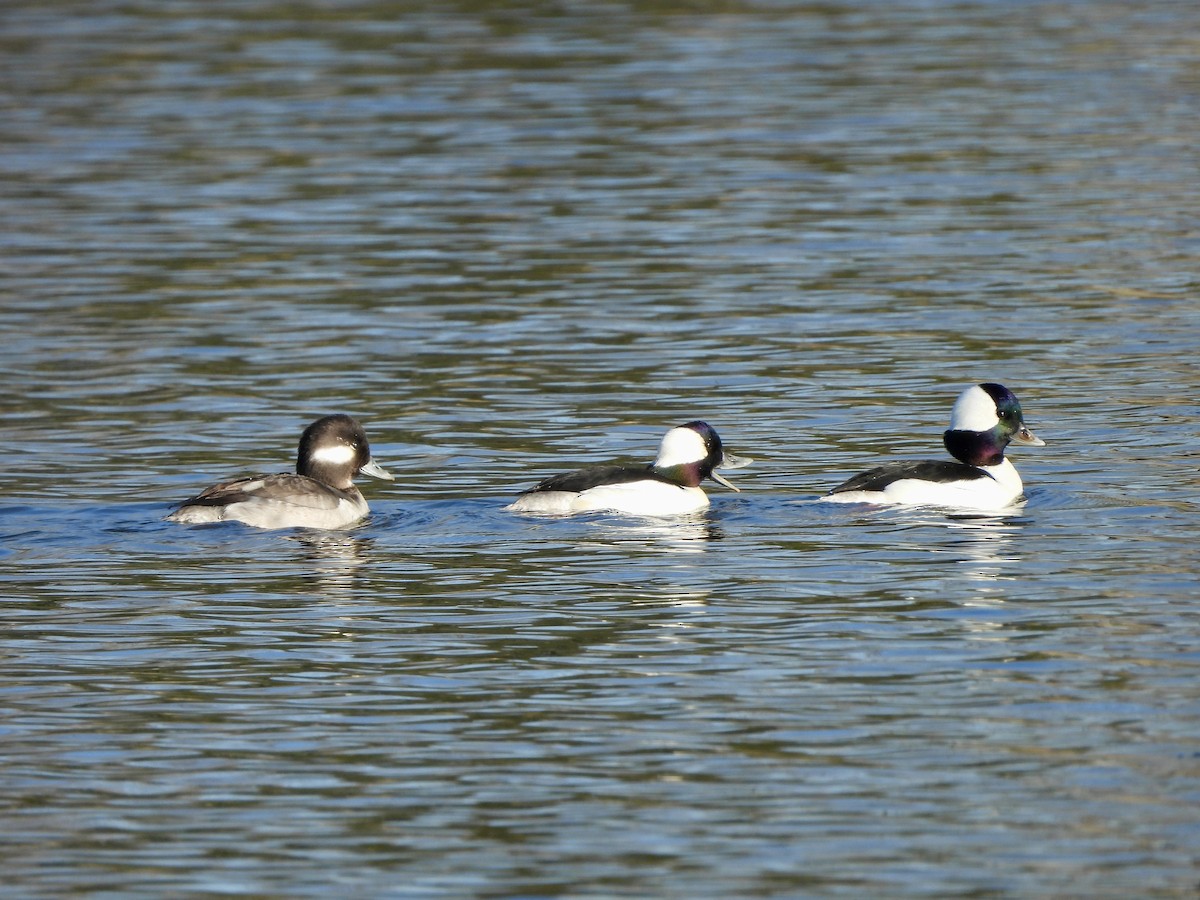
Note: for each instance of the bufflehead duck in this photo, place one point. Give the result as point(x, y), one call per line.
point(669, 486)
point(985, 418)
point(321, 493)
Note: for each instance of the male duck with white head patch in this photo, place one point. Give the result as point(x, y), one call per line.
point(669, 486)
point(321, 493)
point(984, 420)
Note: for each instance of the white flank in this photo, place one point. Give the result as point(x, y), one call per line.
point(973, 411)
point(1000, 491)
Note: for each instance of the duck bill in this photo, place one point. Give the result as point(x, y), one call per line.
point(729, 461)
point(1024, 436)
point(376, 471)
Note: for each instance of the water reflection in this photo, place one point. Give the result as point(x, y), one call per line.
point(495, 232)
point(335, 559)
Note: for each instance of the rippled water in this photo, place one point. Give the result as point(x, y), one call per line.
point(517, 239)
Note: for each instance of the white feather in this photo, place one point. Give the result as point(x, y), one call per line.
point(1000, 491)
point(975, 411)
point(335, 454)
point(681, 445)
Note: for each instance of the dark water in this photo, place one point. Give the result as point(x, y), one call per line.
point(514, 239)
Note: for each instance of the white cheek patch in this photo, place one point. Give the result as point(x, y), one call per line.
point(335, 455)
point(681, 445)
point(975, 411)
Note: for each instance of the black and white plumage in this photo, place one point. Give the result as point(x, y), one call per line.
point(987, 418)
point(666, 487)
point(319, 495)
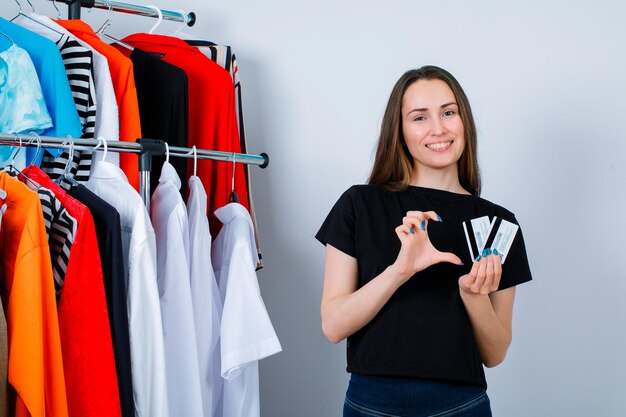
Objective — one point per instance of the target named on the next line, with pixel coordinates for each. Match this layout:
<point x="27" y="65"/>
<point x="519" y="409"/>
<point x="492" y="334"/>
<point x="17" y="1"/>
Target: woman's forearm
<point x="345" y="314"/>
<point x="492" y="336"/>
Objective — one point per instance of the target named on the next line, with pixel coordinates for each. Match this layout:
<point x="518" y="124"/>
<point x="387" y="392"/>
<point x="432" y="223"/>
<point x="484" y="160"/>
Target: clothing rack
<point x="74" y="6"/>
<point x="145" y="148"/>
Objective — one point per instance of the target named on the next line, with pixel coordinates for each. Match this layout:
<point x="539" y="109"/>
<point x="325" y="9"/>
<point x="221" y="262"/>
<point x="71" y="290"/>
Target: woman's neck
<point x="446" y="179"/>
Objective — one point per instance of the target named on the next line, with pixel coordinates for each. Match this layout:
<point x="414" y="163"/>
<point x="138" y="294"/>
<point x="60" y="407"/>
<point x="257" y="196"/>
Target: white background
<point x="546" y="82"/>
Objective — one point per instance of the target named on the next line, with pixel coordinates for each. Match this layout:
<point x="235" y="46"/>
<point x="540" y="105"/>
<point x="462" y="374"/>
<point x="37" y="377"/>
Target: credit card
<point x="501" y="236"/>
<point x="476" y="233"/>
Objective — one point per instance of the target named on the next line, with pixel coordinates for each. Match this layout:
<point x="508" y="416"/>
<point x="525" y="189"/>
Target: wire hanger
<point x="193" y="152"/>
<point x="70" y="159"/>
<point x="107" y="24"/>
<point x="38" y="147"/>
<point x="160" y="19"/>
<point x="233" y="198"/>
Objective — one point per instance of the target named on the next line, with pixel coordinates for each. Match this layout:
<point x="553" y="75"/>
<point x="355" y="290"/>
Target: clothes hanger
<point x="21" y="13"/>
<point x="107" y="24"/>
<point x="160" y="17"/>
<point x="38" y="147"/>
<point x="233" y="198"/>
<point x="195" y="159"/>
<point x="12" y="169"/>
<point x="102" y="141"/>
<point x="70" y="159"/>
<point x="8" y="37"/>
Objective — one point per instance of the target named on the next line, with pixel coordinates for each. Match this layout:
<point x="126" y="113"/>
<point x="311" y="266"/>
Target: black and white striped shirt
<point x="78" y="62"/>
<point x="61" y="230"/>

*WHAT TO PRODUCE*: Transcribe each entry precisely as given, leaving the pictures out.

*SOLVED EXERCISE*:
Note: for each instance of the bufflehead duck in this photo, place one point. Give the result as point(x, y), one call per line.
point(669, 486)
point(985, 418)
point(321, 493)
Note: for each instance of the male duck with white head patch in this photo, place one point. Give the result as point(x, y), one call per line.
point(669, 486)
point(321, 493)
point(984, 420)
Note: for each instance of the white flank in this photo, place one point. Give the result as point(x, y), one call per line.
point(973, 411)
point(1000, 491)
Note: for each instance of the duck bill in this photo, place one point. Give the result as point(x, y), one call per line.
point(729, 461)
point(1024, 436)
point(376, 471)
Note: for each instance of the water reflection in this photo, place one point. Give the result as point(x, y), one call per line.
point(495, 232)
point(335, 559)
Note: for each instance of the rippled water in this photo, place one point. Give the result as point(x, y), one call per line.
point(517, 239)
Note: for each instance of the white feather in this photo, place one point. Give the result as point(x, y), one call per line.
point(1000, 491)
point(975, 411)
point(335, 454)
point(681, 445)
Note: for each instance of the dark water in this photo, place one point. Give the result as point(x, y), one call per line.
point(514, 239)
Note: for each instance of the white cheek patch in this photo, place one point. Give the result as point(x, y), one call per line.
point(335, 455)
point(681, 445)
point(975, 411)
Note: for each instance of the black and white plumage in this photo, place one point. Give the result as point(x, y), one call per line.
point(987, 418)
point(666, 487)
point(319, 495)
Objective — one point per instance of the target named on the next line, with pixel coordinates for each. Match this layout:
<point x="27" y="65"/>
<point x="519" y="409"/>
<point x="492" y="334"/>
<point x="17" y="1"/>
Target: woman's forearm
<point x="345" y="314"/>
<point x="492" y="336"/>
Objective — one point per instance of the target named on the next line, with pixel coordinates for each. Match this layout:
<point x="518" y="124"/>
<point x="387" y="392"/>
<point x="432" y="223"/>
<point x="484" y="160"/>
Target: clothing rack
<point x="74" y="6"/>
<point x="145" y="148"/>
Objective — one point per instance of the target named on the next line, with pixel coordinates for each. Match this layout:
<point x="539" y="109"/>
<point x="325" y="9"/>
<point x="221" y="262"/>
<point x="71" y="290"/>
Target: woman's neck
<point x="446" y="179"/>
Objective — one point per instance of the target named on the next line, with pixel coordinates for each. Match this layout:
<point x="414" y="163"/>
<point x="138" y="294"/>
<point x="60" y="407"/>
<point x="257" y="196"/>
Target: white background
<point x="546" y="82"/>
Objective — one point per instance of the target named on the next line, with pixel coordinates for each. Match this layout:
<point x="235" y="46"/>
<point x="540" y="105"/>
<point x="462" y="374"/>
<point x="37" y="377"/>
Target: credit card
<point x="501" y="236"/>
<point x="476" y="233"/>
Objective — one point per instance of the target named on the next line, with pixel coordinates for each. Match this layout:
<point x="508" y="416"/>
<point x="525" y="189"/>
Target: wire hanger
<point x="193" y="152"/>
<point x="70" y="159"/>
<point x="107" y="24"/>
<point x="38" y="147"/>
<point x="160" y="19"/>
<point x="233" y="198"/>
Objective — one point per instance of the target named on the next line, with pixel coordinates for each. Match this layout:
<point x="553" y="75"/>
<point x="355" y="290"/>
Target: clothes hanger
<point x="21" y="13"/>
<point x="107" y="24"/>
<point x="160" y="17"/>
<point x="38" y="147"/>
<point x="233" y="198"/>
<point x="195" y="159"/>
<point x="12" y="169"/>
<point x="102" y="141"/>
<point x="70" y="159"/>
<point x="8" y="37"/>
Objective — one point per instance of the target named on the next line, with pixel coordinates for each. Match this layout:
<point x="126" y="113"/>
<point x="311" y="266"/>
Target: black and white striped shirt
<point x="78" y="62"/>
<point x="61" y="230"/>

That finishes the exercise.